### EXERCISE DIRECTIONS
The answer is to contain only the line containing "Query: brick building" and the lines after it through the last one, each reproduced exactly as it appears below.

### GIVEN INFORMATION
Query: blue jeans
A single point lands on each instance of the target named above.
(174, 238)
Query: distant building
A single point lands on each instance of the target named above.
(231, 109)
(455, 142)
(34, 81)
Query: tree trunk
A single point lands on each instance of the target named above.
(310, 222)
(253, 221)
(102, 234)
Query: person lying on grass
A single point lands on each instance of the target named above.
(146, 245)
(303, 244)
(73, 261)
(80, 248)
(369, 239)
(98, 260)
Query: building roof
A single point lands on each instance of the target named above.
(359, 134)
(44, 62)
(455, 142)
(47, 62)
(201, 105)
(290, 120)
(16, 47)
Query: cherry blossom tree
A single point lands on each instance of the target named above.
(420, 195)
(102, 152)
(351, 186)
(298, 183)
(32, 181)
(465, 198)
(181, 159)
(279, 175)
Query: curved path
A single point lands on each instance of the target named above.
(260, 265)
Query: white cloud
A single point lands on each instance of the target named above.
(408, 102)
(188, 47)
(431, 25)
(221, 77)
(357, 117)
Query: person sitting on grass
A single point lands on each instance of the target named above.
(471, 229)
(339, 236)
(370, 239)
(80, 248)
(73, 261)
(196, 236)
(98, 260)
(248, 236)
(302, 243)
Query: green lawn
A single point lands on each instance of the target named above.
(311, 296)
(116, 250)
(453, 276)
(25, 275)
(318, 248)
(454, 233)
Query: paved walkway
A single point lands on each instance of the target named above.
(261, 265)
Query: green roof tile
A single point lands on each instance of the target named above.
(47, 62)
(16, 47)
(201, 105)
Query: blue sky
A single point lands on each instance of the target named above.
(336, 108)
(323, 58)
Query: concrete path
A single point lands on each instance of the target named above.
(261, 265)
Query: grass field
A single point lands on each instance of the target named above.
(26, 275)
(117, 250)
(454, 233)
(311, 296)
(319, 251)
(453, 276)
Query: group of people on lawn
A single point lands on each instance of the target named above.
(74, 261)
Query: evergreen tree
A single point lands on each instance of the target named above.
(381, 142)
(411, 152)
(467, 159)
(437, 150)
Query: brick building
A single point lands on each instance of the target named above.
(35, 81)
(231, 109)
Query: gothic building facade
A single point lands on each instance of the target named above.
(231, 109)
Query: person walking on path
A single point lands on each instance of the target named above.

### OUTPUT FOR THIS TASK
Query: brick building
A single point lands on each instance of the target named above.
(35, 81)
(231, 109)
Query: gothic building facade
A single point lands on each instance of the target named above.
(231, 109)
Query: person walking on path
A single point lands on each instance of the target named above.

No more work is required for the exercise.